Start Passage given

For The Someday Book

Book Review: Bless Her Heart

Posted on: January 9, 2012

Bless Her Heart: Life as a Young Clergy Woman, by Ashley-Anne Masters and Stacy Smith, Chalice Press, 2011, 123 pp.

I wish this book had been around 10-15 years ago, when I was just starting seminary and entering ministry. I’m so glad it’s around now for new young clergy women making their way into pastoral life.

Ashley-Anne Masters and Stacy Smith have captured the private conversations and storytelling that happen whenever young clergy women find themselves together, which is too often a rare and isolated opportunity. I remember the first time I was in a group of other young clergy women, thanks to the birth of the UCC’s 2030 Clergy Network. We all had our fair share of stories, good and bad, charming and challenging, hilarious and horrifying: being refused as a pastor because of youth and gender, having your wardrobe up for scrutiny, hearing people talk about “the pastor” without realizing its you, struggling with what to wear, handling discrimination or sexual comments or inappropriate behavior, discovering how to be ourselves while also fulfilling this demanding role as pastor.

Masters and Smith tell stories from young clergy women (themselves and others) and capture the power of those storytelling conversations—the laughter, the horrified looks, the empathy and understanding. The storytelling itself has healing and encouraging power, but the authors take it even further. In each chapter, between the stories, they offer scriptural and theological reflection on the questions at hand. The classic conversation about what to wear for what occasion is deepened with a reminder of the finery of the woman from Proverbs 31, or Paul’s instruction to present our bodies as a living sacrifice. Stories about feeling at home (or not) in a new community take on new meaning when coupled with the story of the exiles whose captors demand they sing in a foreign land (Psalm 137), or Lydia, from the Book of Acts, who as a foreigner welcomes Paul to Macedonia.

End Passage given

Direction a:
Which lines of the records below contain the string "flower"? Show each of those lines in full, treating case as significant.

Start Data extract

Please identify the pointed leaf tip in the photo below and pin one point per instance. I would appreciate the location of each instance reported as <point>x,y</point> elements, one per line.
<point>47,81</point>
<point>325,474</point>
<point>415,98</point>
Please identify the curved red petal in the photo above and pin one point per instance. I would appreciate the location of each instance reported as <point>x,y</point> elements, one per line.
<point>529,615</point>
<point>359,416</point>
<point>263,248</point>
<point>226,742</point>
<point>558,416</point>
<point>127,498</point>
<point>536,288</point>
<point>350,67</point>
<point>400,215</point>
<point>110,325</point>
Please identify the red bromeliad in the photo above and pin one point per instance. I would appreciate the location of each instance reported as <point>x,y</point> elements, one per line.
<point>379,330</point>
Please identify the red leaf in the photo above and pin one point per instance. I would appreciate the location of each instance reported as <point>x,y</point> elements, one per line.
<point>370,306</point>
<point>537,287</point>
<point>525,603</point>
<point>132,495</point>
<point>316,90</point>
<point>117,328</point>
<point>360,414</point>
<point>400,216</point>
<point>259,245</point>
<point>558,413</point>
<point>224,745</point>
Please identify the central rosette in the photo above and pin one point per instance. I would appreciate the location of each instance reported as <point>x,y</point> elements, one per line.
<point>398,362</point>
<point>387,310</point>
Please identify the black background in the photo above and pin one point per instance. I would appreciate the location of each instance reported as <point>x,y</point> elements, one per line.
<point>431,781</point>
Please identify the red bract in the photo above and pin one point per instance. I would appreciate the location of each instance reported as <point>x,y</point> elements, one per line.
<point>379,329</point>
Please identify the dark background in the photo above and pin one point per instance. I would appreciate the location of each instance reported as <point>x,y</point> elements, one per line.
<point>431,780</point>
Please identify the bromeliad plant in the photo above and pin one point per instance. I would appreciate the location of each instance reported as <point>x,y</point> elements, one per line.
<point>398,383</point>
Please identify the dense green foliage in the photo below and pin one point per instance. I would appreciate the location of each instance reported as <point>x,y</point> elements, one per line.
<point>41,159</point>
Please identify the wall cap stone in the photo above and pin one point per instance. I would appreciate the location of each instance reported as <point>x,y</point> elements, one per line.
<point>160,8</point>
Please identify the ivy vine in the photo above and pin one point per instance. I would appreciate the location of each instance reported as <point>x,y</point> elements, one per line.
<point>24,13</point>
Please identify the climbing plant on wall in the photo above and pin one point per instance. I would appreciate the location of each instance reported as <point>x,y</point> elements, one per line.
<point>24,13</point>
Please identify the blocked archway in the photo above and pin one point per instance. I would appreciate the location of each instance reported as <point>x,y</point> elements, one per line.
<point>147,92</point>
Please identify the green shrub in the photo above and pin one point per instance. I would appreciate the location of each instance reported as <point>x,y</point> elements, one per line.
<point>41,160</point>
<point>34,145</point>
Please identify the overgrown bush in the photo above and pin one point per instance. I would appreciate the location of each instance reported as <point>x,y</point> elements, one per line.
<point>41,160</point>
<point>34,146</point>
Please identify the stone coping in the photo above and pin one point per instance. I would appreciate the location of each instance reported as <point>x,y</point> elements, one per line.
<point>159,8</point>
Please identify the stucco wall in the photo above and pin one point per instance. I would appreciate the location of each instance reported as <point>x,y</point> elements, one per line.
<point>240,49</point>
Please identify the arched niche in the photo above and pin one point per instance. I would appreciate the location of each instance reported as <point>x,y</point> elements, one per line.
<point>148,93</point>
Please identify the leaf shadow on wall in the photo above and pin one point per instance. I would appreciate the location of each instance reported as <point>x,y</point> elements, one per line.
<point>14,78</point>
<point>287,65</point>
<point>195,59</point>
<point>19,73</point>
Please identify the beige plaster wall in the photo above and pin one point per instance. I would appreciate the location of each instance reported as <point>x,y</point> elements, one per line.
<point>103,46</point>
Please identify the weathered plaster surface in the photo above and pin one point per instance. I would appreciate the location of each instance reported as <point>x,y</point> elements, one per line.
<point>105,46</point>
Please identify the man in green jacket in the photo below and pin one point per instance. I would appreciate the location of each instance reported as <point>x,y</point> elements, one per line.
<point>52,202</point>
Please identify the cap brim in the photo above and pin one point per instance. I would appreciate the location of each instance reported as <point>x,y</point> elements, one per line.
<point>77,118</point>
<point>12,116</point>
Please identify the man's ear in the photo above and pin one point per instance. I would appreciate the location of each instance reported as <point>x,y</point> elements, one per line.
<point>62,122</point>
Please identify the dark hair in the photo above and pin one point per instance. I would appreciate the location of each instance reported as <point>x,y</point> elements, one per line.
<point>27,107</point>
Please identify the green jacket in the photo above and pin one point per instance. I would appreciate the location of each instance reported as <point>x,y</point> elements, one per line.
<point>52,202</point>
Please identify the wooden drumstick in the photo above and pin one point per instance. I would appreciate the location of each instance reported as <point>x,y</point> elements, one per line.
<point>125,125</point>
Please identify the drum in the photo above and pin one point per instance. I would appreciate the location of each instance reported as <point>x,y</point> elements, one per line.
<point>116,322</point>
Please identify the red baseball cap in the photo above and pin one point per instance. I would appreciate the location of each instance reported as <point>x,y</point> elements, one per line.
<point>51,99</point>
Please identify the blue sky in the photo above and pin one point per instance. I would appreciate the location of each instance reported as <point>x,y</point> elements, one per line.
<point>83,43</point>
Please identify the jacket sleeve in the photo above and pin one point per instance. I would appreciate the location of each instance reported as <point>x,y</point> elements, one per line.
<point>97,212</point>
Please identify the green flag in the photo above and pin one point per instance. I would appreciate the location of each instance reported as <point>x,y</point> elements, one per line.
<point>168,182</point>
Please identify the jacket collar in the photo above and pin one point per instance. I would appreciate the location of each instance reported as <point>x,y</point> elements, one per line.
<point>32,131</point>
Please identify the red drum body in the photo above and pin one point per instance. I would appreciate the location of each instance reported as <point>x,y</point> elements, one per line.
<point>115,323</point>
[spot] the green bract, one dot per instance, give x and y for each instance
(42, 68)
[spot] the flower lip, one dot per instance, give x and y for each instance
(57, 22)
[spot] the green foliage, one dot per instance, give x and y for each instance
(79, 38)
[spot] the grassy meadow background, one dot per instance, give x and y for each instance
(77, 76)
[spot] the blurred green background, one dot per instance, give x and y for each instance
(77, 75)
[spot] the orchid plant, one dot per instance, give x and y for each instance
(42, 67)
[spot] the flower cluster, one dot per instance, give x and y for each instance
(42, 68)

End Data extract
Start Data extract

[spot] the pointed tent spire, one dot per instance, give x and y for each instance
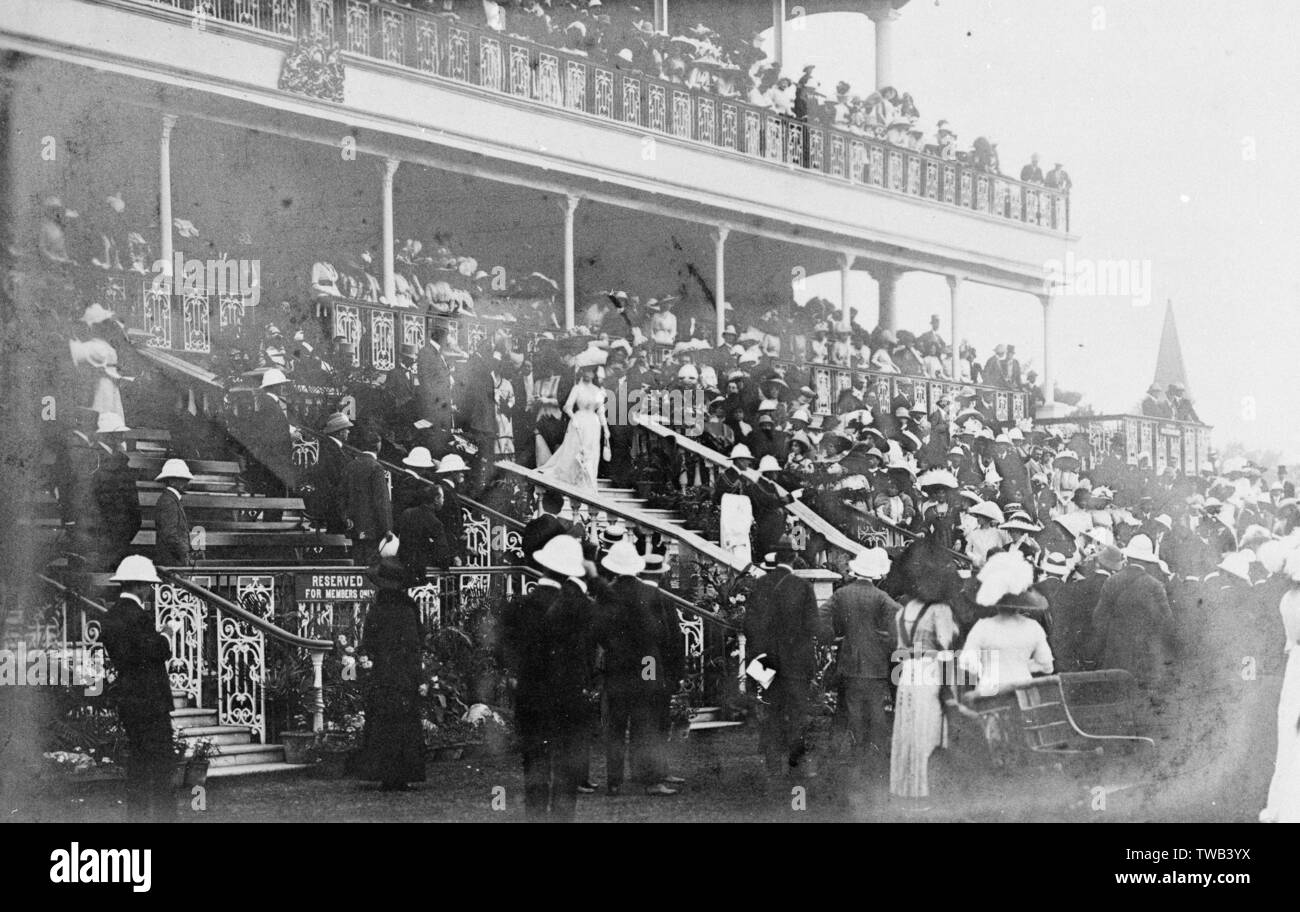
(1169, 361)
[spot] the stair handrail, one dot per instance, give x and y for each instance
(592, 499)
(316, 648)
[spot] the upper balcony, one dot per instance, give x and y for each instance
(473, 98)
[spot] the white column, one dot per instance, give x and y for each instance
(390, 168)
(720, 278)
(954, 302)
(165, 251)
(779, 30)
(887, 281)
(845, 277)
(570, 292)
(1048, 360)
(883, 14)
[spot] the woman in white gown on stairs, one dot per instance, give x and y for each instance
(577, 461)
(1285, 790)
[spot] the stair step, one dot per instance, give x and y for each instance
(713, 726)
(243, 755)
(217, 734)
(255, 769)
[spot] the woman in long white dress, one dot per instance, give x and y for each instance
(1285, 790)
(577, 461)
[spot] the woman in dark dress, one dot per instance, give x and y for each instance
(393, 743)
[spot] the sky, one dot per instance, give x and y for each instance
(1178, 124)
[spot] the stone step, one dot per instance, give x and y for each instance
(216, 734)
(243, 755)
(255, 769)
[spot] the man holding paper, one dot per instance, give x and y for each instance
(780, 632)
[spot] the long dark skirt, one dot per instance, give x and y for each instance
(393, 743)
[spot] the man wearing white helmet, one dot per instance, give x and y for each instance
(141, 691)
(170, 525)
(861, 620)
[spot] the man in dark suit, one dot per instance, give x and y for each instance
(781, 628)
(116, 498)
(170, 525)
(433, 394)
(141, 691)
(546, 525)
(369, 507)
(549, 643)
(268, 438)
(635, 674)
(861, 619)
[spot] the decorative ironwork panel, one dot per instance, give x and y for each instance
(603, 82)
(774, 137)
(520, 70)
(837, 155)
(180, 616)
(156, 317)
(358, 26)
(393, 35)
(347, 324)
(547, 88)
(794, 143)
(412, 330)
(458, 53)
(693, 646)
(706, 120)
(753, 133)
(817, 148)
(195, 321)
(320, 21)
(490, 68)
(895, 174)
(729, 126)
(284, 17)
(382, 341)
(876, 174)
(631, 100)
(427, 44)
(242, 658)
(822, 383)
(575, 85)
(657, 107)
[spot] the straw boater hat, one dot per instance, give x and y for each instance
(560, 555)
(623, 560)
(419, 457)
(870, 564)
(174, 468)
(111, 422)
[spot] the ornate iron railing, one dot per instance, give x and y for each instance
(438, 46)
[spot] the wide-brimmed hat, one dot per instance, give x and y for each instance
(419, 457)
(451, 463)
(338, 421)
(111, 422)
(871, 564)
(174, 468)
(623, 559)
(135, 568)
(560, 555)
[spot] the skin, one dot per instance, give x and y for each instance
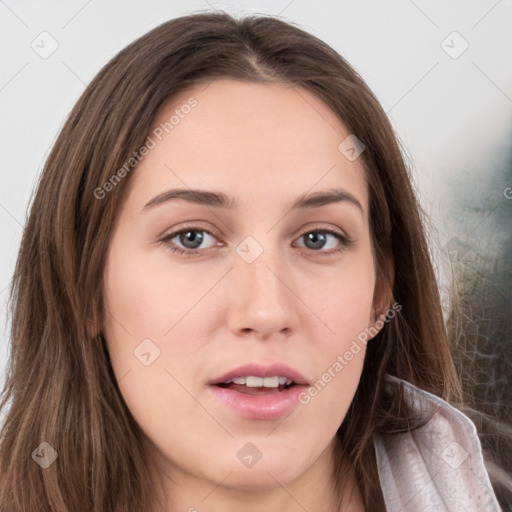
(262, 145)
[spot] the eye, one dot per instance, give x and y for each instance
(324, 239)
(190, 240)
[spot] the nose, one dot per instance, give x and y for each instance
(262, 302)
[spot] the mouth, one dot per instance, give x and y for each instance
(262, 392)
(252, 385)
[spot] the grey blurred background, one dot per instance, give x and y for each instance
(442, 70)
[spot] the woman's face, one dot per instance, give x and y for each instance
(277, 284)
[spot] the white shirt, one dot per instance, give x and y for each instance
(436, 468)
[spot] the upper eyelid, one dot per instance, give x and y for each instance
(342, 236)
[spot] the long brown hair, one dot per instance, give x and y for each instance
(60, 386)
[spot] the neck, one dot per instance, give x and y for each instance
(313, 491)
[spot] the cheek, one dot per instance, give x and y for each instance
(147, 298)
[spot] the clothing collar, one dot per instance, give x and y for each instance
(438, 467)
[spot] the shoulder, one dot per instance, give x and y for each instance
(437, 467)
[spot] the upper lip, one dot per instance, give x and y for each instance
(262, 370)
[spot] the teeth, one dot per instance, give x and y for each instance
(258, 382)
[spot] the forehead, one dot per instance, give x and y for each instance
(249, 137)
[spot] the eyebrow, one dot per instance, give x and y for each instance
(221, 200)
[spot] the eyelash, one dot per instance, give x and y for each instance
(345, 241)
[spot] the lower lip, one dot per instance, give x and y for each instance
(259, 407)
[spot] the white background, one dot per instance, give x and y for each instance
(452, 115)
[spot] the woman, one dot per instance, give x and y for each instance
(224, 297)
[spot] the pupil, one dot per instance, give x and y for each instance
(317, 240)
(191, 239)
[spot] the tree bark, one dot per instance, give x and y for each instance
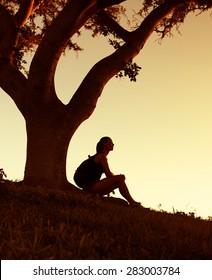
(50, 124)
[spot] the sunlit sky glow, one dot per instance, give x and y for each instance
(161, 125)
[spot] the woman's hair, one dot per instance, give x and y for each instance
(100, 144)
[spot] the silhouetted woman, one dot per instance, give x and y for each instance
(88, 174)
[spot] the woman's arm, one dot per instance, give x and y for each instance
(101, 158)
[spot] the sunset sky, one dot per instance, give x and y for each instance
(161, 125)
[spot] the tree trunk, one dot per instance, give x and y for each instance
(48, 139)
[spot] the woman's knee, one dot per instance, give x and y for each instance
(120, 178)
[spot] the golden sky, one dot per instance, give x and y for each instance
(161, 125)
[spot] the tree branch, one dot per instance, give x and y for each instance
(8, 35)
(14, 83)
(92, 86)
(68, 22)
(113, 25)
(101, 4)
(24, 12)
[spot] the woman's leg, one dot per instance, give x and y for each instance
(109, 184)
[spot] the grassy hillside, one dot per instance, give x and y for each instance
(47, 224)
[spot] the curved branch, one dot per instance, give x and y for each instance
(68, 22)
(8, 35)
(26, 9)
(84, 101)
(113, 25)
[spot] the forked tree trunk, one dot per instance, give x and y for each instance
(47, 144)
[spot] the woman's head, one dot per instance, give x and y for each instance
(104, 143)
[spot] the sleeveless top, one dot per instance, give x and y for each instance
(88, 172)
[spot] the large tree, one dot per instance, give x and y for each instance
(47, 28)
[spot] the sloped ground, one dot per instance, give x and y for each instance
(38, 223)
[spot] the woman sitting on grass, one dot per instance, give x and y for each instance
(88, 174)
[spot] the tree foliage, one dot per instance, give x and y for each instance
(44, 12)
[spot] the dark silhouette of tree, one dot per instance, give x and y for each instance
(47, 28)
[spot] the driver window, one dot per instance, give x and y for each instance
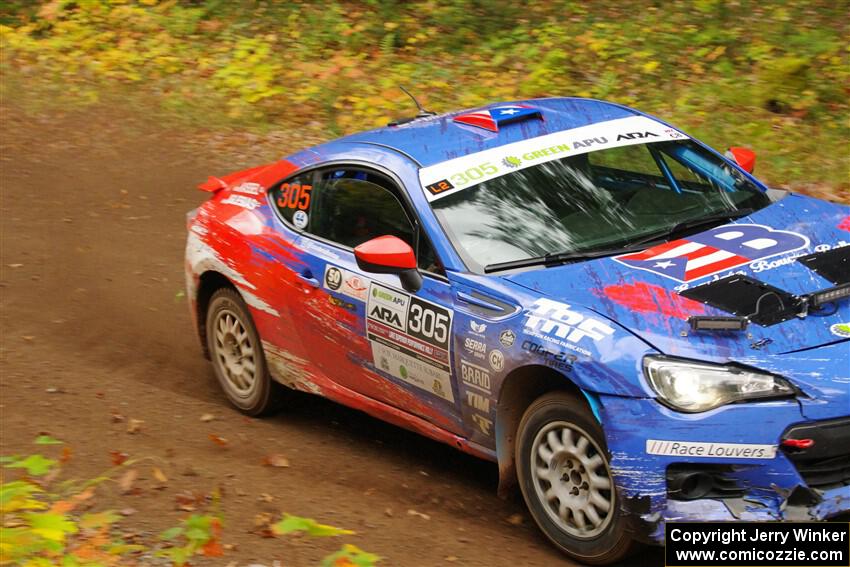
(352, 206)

End Data extract

Direction b:
Can you summarize the book review in two sentences?

Written solution a:
[spot] the flower lip, one dot per instance, give x and y for each instance
[spot] the flower cluster, one dot per instance, give x and y for each instance

Written solution b:
The reviewer wishes Bless Her Heart: Life as a Young Clergy Woman, by Ashley-Anne Masters and Stacy Smith, had been around at the start of the reviewer's own seminary years and is glad it now exists for new young clergy women. The authors tell stories from young clergy women about matters such as what to wear and feeling at home in a new community, and between the stories in each chapter they offer scriptural and theological reflection on those questions.